>> START TEXT

Molitor clear on desire to return to Twins next season
MINNEAPOLIS—Paul Molitor didn't hesitate Wednesday when asked whether he wanted to return for a fifth season as Twins manager in 2019.
"Yeah, I don't have any doubts about that," he said.
Named American League Manager of the Year after an 85-win season and a wild-card berth last season, Molitor's three-year extension runs through 2020 at an estimated average of $1.5 million per season. After failing to claw back into contention by the trade deadline in late July, the Twins shipped off a half-dozen of their top contributors, including two-time defending club MVP Brian Dozier, doubles machine Eduardo Escobar and 41-year-old closer Fernando Rodney.
Since the start of Molitor's tenure, just three AL clubs (Orioles, Tigers and White Sox) entered Wednesday with fewer wins than the Twins, who went 299-343 in that span. The Twins had posted a cumulative run differential of minus-209 under Molitor, including minus-65 this year.
Their only year in positive territory was 2017, when they rallied late to finish at plus-27.
According to their expected record, the Twins have been three wins behind their Pythagorean pace under Molitor since 2015, according to Baseball-Reference.com. They were break-even this year amid a steady stream of injuries and other setbacks.

>> END TEXT

TASKS FOR THIS EXERCISE »
1. In the Molitor article, what is the estimated average yearly value of Molitor's extension?
2. The Molitor article names the AL clubs that entered Wednesday with fewer wins than the Twins since Molitor's tenure began. List all of them.
3. In the Molitor article, rewrite the part that opens with the words containing "Named American League" and closes with "closer Fernando Rodney.", changing "closer" to "reliever".

>> START LISTED RECORDS

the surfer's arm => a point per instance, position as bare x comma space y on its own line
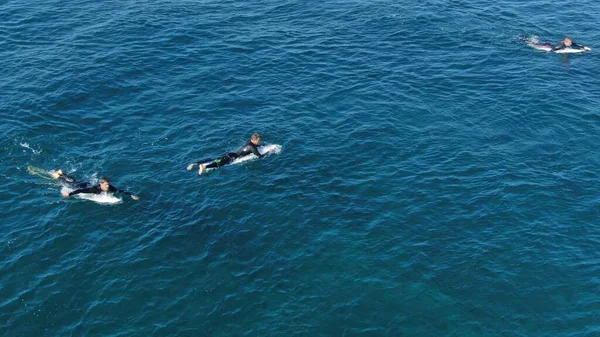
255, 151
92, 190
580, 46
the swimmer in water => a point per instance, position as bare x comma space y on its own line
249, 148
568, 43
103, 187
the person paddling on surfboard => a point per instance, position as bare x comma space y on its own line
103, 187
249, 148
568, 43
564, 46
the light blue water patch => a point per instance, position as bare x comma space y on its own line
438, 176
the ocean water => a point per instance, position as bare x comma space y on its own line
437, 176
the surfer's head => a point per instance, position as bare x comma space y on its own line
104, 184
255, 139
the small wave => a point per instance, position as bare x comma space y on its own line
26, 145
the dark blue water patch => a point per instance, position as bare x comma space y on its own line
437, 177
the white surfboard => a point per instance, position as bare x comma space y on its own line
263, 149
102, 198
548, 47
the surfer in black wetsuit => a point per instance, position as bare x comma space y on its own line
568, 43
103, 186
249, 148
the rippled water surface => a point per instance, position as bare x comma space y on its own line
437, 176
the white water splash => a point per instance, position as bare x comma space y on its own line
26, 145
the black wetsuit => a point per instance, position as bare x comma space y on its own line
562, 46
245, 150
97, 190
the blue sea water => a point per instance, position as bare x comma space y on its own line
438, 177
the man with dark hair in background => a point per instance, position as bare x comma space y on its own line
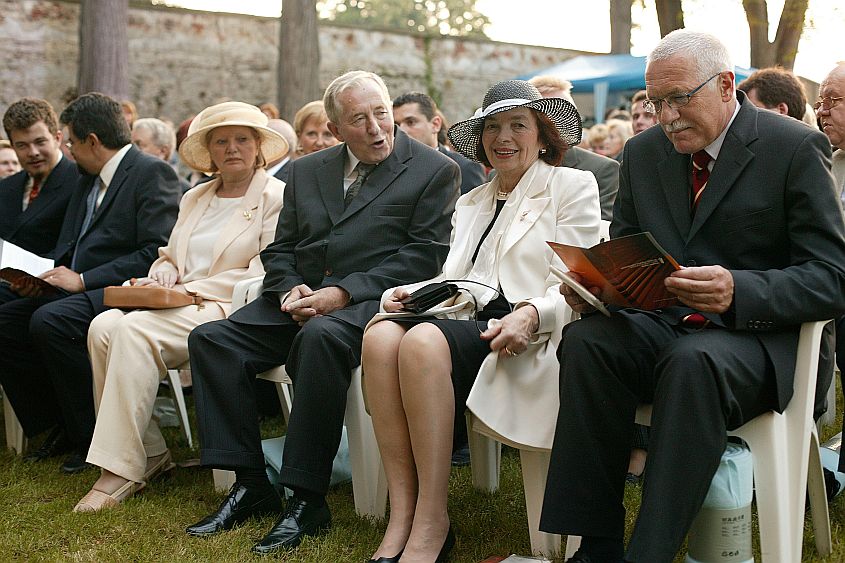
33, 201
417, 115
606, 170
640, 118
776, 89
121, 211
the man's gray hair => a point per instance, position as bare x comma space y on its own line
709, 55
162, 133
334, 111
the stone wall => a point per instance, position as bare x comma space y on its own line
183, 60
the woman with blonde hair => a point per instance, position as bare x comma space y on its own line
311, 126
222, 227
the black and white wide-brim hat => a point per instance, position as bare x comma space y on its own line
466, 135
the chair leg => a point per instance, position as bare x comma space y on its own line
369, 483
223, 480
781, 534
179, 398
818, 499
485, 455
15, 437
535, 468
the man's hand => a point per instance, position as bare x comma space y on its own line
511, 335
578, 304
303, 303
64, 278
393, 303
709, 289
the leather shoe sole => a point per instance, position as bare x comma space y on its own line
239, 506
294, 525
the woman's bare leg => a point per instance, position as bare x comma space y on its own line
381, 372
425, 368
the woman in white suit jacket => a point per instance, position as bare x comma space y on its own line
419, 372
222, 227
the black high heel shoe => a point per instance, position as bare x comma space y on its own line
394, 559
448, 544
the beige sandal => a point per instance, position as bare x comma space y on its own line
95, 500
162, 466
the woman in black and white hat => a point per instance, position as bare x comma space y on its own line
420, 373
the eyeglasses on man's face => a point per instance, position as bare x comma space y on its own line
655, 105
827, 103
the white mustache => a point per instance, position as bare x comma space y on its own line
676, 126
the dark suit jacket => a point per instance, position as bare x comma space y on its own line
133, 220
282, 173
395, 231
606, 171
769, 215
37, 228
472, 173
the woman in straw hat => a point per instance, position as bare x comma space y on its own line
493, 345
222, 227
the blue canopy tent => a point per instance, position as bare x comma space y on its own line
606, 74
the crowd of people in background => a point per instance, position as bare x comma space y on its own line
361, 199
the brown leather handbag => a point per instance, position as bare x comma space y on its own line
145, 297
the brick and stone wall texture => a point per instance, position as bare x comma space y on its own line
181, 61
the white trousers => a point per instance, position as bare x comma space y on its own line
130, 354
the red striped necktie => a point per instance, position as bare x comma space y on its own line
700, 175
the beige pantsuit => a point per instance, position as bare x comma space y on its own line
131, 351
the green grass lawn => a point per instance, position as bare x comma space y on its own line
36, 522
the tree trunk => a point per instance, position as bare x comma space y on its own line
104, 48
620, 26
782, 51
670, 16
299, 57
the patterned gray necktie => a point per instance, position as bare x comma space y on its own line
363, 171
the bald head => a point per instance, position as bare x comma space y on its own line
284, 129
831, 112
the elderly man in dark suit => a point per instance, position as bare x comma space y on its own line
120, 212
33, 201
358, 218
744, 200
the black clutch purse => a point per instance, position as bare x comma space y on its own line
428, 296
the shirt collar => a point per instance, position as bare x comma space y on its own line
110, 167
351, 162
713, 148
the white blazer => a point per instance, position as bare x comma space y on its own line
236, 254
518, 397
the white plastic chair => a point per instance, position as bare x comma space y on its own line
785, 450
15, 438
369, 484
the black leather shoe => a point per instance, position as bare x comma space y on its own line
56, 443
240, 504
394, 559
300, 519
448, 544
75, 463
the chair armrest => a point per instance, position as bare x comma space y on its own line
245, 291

>> END LISTED RECORDS
>> START LISTED RECORDS

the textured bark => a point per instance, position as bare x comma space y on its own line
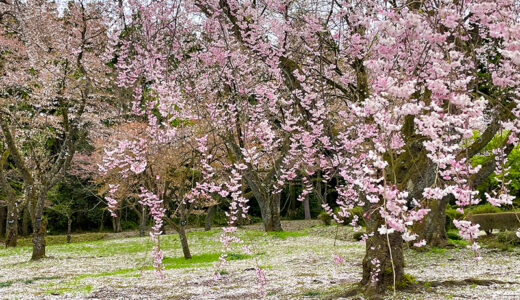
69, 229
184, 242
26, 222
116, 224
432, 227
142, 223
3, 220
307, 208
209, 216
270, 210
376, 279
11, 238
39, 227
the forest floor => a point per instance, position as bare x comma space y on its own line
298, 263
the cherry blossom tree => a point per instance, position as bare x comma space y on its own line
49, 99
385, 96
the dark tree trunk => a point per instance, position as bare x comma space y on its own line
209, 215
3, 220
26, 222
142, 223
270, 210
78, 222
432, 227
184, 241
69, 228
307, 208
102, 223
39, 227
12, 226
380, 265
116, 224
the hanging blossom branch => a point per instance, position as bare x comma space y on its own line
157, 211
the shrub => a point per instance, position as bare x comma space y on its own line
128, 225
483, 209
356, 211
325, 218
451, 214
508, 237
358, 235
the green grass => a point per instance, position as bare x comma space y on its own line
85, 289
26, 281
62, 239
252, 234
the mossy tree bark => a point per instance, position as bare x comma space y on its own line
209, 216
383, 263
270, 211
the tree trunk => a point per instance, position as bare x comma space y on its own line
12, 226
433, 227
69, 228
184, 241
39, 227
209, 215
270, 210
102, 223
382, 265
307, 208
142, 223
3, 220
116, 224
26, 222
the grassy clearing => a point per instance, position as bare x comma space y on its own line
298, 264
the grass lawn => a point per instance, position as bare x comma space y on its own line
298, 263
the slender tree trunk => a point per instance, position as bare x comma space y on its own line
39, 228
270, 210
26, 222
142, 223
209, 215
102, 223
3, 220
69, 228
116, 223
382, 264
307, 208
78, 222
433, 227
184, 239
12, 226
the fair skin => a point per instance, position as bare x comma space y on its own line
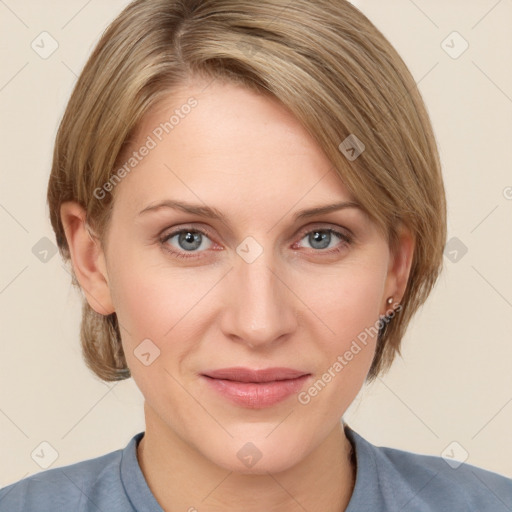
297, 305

>> END LISTED RECORDS
>> START LISTED RECORDS

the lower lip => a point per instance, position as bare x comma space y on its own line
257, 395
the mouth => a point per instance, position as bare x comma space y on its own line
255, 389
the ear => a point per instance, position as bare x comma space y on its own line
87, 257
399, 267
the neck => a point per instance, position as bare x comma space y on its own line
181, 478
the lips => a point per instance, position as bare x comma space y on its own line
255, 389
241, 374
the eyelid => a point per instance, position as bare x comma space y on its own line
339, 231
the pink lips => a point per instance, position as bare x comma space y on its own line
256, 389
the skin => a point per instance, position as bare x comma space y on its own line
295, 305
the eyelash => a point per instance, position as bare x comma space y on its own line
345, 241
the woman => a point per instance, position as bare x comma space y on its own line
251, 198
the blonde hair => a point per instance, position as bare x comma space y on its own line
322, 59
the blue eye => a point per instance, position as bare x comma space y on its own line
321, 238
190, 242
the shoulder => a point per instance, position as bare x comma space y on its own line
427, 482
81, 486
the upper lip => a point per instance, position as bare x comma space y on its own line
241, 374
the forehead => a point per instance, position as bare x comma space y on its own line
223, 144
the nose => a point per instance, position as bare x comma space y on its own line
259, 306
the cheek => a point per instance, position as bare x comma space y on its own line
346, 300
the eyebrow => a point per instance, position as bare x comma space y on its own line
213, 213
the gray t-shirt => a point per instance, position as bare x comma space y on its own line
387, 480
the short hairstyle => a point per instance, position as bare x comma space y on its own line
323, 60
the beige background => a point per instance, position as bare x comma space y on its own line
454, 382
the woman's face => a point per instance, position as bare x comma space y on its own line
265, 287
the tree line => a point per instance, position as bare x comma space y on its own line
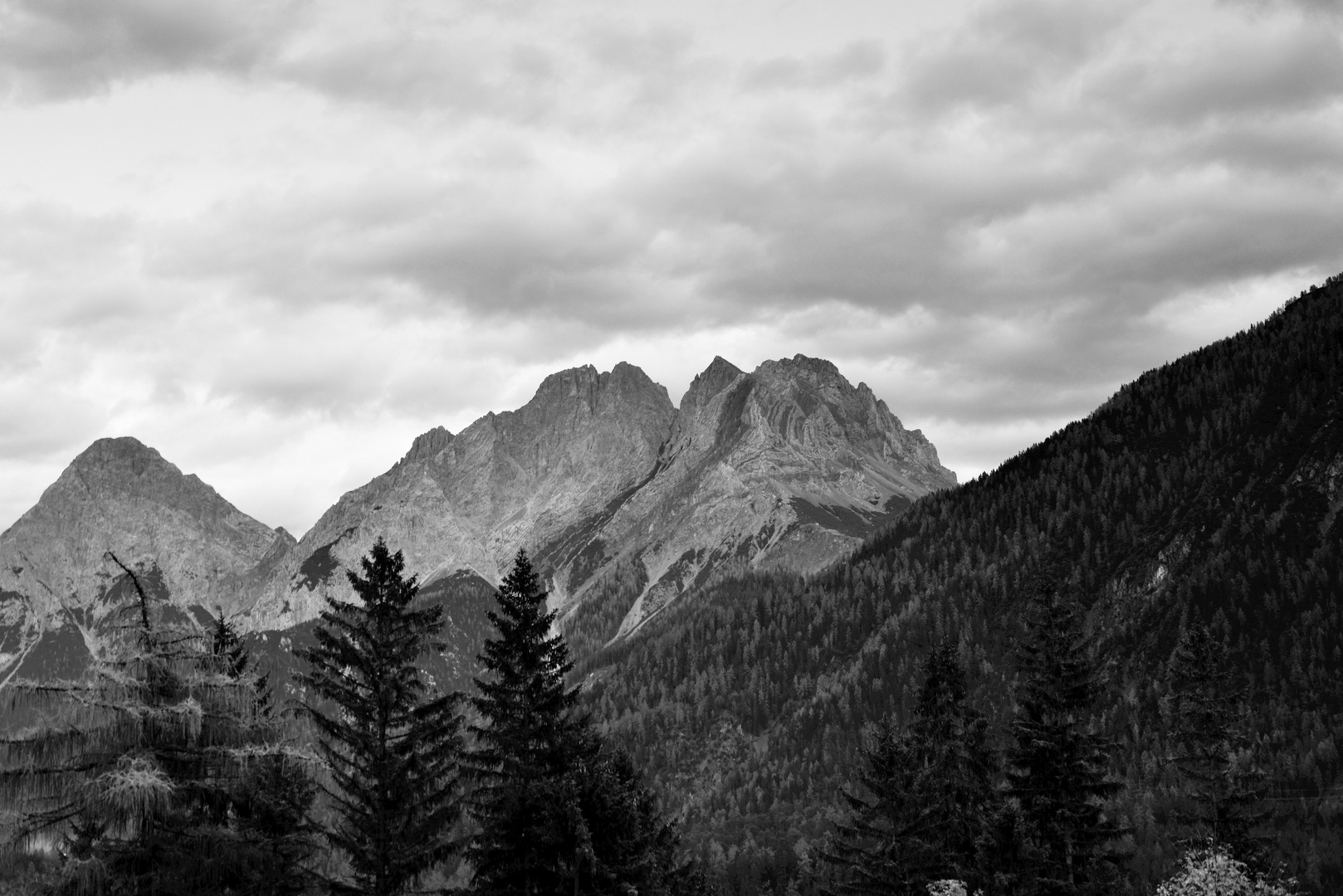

>> END LISTED RECORDS

SOLUTIONS TO THE EXERCISE »
1. About $1.5 million per season.

2. Orioles, Tigers, White Sox

3.
Named American League Manager of the Year after an 85-win season and a wild-card berth last season, Molitor's three-year extension runs through 2020 at an estimated average of $1.5 million per season. After failing to claw back into contention by the trade deadline in late July, the Twins shipped off a half-dozen of their top contributors, including two-time defending club MVP Brian Dozier, doubles machine Eduardo Escobar and 41-year-old reliever Fernando Rodney.